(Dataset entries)

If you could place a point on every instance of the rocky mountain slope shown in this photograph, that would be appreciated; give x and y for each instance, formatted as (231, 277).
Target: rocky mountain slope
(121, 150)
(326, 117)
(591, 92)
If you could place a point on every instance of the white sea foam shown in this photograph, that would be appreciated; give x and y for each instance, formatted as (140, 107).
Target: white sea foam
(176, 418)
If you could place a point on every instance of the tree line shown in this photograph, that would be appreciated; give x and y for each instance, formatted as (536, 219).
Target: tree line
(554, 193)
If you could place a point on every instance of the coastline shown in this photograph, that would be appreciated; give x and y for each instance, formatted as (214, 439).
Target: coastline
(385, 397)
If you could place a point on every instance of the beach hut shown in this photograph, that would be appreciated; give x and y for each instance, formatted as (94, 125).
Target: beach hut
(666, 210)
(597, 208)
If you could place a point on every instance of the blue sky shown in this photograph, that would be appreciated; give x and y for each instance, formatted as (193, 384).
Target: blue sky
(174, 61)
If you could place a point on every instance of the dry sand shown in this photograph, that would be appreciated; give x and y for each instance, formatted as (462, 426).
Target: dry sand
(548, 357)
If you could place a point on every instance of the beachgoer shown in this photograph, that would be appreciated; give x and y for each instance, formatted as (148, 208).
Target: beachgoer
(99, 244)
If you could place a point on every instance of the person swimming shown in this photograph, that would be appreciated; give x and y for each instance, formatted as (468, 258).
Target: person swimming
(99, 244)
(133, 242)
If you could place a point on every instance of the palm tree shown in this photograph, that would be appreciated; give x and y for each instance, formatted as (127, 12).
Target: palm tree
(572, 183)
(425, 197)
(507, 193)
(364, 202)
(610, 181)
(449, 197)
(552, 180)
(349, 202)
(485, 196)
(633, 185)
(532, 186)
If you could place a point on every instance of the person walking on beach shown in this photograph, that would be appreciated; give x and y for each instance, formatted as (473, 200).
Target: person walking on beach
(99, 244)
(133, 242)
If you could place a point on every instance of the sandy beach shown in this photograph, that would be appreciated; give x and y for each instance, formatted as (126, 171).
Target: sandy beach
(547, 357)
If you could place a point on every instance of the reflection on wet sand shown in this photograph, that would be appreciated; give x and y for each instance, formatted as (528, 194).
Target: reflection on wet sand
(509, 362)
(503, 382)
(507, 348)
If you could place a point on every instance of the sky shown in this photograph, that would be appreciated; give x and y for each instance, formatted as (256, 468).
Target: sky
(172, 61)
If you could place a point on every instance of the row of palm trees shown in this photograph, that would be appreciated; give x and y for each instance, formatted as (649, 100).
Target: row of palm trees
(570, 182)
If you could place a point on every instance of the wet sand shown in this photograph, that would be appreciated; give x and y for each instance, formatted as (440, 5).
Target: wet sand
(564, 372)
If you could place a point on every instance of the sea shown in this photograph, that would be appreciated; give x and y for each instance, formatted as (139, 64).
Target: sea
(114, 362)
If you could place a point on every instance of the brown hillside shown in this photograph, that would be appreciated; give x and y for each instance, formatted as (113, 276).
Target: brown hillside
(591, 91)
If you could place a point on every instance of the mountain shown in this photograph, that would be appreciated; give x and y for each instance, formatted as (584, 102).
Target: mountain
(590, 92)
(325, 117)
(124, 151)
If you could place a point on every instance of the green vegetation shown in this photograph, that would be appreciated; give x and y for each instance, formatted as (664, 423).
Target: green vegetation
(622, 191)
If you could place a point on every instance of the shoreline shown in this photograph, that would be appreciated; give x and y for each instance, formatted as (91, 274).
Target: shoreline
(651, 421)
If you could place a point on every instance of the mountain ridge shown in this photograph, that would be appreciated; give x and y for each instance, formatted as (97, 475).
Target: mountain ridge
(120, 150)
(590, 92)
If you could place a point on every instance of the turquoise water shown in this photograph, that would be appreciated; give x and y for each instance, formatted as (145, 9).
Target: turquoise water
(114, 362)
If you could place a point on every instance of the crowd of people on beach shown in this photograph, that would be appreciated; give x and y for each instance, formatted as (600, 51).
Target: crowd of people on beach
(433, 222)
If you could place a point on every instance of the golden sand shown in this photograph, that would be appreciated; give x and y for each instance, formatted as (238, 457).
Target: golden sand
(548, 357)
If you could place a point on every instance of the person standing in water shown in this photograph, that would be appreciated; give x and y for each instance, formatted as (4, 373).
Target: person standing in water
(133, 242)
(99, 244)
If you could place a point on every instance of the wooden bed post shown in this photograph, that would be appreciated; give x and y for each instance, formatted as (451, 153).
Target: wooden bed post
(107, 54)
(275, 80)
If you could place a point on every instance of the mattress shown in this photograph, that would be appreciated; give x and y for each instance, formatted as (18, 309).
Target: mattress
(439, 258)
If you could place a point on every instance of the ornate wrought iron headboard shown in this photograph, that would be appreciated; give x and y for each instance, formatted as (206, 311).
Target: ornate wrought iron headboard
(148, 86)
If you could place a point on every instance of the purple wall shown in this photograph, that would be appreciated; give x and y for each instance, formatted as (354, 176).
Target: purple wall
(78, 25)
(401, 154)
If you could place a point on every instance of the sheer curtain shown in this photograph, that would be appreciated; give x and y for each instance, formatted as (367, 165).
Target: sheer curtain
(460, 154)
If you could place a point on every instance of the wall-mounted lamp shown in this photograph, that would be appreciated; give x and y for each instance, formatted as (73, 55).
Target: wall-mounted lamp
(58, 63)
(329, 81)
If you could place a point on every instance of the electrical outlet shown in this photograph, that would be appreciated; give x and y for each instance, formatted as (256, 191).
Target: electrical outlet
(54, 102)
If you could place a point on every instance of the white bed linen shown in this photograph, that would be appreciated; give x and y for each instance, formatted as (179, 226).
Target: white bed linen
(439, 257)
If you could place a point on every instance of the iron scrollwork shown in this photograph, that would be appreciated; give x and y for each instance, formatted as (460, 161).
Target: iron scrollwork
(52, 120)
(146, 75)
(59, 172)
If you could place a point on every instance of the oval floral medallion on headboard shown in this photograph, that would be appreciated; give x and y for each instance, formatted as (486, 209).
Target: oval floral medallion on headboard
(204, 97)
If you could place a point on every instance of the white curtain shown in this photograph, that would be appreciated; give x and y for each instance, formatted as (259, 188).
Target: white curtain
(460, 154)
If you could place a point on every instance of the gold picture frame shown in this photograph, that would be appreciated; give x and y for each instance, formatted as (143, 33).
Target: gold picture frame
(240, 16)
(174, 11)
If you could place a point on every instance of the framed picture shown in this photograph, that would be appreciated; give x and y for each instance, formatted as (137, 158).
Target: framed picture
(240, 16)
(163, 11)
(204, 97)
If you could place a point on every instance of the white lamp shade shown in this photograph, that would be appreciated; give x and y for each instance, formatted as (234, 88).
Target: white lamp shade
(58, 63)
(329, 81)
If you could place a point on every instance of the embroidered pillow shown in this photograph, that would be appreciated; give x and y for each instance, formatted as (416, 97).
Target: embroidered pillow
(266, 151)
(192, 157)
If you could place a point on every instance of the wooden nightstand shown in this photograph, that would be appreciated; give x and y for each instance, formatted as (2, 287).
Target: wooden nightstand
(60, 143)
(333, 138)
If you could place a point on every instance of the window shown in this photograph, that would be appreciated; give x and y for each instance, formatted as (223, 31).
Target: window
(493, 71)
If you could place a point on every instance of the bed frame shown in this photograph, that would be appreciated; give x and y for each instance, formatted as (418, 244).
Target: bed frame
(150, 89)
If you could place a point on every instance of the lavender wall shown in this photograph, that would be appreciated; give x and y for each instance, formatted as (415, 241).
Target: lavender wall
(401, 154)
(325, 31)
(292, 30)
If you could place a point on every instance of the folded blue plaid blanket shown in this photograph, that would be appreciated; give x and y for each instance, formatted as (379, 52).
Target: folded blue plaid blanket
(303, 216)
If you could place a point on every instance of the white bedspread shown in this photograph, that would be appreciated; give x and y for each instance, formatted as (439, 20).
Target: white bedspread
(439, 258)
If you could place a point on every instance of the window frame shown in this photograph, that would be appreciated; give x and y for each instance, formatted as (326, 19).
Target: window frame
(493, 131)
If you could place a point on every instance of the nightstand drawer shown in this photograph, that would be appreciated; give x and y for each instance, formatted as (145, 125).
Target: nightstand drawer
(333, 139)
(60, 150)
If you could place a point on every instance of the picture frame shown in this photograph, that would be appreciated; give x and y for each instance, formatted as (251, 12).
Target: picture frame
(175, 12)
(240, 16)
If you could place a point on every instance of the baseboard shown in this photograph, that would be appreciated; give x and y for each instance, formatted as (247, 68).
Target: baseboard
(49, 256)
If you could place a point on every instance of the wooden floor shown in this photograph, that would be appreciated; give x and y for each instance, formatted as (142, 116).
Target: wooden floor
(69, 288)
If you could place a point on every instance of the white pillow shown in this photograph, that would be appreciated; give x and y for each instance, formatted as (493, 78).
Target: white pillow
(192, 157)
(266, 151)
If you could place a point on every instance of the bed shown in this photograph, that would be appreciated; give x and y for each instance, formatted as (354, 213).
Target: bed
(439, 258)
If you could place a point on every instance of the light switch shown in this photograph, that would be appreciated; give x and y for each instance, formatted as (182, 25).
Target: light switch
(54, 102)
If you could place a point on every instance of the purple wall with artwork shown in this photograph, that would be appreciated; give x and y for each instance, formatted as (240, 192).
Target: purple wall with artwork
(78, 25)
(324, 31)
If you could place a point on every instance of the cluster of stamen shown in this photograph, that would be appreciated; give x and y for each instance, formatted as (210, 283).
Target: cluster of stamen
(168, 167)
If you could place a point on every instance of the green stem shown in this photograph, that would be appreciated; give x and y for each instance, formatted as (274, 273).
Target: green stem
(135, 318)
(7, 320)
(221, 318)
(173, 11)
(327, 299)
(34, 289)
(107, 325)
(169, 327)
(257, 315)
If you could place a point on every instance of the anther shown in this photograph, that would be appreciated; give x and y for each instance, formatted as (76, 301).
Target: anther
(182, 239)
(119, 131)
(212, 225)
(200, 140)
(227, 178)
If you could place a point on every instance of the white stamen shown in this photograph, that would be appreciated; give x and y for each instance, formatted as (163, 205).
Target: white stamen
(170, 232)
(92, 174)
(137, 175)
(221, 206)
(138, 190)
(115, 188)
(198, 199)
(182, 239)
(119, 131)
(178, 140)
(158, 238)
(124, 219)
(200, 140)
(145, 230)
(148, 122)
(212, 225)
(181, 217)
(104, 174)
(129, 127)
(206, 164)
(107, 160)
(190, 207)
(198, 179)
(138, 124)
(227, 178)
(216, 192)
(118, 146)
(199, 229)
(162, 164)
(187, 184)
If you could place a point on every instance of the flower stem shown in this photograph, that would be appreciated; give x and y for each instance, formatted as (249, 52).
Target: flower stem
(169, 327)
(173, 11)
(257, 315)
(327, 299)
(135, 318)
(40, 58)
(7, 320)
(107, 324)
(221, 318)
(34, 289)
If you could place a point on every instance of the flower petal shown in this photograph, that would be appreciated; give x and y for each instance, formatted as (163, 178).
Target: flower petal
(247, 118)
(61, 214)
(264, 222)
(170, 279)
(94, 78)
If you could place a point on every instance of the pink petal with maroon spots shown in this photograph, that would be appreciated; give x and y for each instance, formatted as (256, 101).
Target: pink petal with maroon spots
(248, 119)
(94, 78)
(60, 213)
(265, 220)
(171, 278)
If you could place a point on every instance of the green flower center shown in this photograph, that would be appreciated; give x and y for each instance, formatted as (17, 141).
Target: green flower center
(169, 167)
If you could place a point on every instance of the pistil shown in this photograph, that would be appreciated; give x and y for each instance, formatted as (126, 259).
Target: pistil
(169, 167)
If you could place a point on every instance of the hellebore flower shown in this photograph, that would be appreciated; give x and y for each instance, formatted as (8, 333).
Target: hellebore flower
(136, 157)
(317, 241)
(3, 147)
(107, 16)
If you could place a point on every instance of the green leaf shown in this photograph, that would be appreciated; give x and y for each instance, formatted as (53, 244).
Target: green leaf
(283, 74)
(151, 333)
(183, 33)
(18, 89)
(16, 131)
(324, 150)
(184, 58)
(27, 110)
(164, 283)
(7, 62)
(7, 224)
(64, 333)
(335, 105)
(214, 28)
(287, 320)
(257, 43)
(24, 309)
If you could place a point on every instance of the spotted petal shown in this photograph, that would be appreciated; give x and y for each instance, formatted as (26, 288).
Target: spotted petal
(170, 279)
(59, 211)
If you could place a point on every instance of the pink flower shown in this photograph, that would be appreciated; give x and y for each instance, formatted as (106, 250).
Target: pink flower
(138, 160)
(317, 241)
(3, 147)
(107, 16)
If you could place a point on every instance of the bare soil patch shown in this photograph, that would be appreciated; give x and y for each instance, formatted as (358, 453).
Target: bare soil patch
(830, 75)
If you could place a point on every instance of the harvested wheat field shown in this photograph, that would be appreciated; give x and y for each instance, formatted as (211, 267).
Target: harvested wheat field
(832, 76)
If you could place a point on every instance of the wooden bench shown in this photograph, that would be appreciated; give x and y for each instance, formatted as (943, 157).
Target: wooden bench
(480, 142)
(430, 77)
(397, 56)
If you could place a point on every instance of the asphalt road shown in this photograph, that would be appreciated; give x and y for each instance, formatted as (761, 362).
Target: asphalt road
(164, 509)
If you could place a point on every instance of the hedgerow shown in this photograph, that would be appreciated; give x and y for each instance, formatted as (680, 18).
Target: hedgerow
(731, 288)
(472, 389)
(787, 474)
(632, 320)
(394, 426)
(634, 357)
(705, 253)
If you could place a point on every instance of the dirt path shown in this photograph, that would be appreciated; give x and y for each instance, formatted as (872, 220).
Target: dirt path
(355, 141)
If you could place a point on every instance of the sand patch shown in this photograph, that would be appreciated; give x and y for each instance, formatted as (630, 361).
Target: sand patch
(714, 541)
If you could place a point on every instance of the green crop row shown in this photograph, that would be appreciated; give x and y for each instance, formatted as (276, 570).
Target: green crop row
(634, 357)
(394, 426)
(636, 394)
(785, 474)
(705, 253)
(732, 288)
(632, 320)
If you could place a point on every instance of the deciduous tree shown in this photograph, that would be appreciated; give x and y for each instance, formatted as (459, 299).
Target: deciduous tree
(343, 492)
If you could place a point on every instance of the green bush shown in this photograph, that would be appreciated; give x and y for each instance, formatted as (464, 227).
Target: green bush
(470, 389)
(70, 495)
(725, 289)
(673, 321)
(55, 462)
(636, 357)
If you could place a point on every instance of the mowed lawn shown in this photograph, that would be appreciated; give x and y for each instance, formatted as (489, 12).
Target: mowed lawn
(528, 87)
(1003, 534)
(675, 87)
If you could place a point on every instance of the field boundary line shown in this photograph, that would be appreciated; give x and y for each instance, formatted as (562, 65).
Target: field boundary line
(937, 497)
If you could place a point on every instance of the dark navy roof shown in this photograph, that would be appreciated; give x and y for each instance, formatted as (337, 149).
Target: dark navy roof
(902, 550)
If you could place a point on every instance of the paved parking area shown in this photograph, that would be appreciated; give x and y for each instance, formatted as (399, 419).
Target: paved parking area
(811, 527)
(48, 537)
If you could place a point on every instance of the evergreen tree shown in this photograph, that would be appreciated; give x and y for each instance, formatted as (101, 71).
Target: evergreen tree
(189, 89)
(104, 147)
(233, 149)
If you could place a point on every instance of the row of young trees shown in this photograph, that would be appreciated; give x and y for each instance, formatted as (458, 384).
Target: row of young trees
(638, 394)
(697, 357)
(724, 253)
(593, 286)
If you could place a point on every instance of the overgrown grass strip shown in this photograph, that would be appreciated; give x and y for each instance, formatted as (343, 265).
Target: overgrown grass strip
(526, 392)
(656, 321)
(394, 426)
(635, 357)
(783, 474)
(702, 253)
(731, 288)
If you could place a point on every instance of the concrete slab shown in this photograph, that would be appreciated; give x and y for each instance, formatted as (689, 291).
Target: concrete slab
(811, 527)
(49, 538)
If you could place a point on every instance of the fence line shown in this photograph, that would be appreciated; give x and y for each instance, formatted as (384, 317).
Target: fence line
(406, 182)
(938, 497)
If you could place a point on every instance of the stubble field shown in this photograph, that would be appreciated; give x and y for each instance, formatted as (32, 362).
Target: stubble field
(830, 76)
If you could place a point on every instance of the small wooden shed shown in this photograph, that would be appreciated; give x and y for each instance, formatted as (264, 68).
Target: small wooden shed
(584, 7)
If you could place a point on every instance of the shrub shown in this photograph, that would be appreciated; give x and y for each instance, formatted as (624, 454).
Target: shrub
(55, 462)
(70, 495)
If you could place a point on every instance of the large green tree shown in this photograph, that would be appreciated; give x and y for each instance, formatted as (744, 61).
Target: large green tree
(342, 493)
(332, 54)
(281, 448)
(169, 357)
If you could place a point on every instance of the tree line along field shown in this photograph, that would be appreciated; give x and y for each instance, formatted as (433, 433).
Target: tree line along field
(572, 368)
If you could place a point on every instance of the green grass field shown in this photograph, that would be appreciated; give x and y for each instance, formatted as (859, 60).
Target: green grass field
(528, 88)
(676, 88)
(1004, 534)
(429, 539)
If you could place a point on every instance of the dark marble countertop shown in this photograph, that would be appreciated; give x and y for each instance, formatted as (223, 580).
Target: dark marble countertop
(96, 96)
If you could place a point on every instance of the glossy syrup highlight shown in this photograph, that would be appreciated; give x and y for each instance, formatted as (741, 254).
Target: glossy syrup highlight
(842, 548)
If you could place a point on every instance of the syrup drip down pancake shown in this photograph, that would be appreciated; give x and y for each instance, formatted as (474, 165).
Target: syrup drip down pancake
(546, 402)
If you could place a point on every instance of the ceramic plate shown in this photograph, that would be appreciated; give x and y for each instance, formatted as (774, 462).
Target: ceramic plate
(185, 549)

=== WHAT IS NEEDED ===
Every line above from the line with "Target: flower stem" to the line with "as (53, 244).", inclusive, must be returned exactly; no other line belongs in the reply.

=== YOUR RESPONSE ===
Target: flower stem
(169, 327)
(173, 11)
(257, 315)
(327, 299)
(135, 318)
(40, 58)
(7, 320)
(107, 324)
(221, 318)
(34, 289)
If you could place a point on every instance of the flower petal shown in this photograph, that would be appreciated; give x and y for each instance, formatted as (163, 178).
Target: flower petal
(247, 118)
(61, 214)
(264, 222)
(170, 279)
(94, 78)
If you could place a point on every instance of the pink petal with maroon spots shown in this photograph, that would be appreciated; give x and y for each instance, formatted as (256, 101).
Target: pink petal with maroon spots
(248, 119)
(94, 78)
(60, 213)
(265, 220)
(171, 278)
If you could place a point on every instance of the green flower center shown in this photograph, that would be appreciated; give x and y for each instance, formatted as (17, 141).
Target: green flower center
(169, 167)
If you could place a point on every instance of the pistil shown in this photograph, that would be appreciated; give x and y for each instance, formatted as (126, 259).
Target: pistil
(169, 167)
If you could place a point on every instance of the hellebore flower shown in this photograph, that would be appreciated; give x and y for each instance, formatted as (8, 333).
Target: hellebore flower
(136, 157)
(317, 241)
(3, 147)
(107, 16)
If you could place a point on every instance of the green leaf shown in this photograph, that would be appreciated; give x and y for each instance, formatted as (53, 244).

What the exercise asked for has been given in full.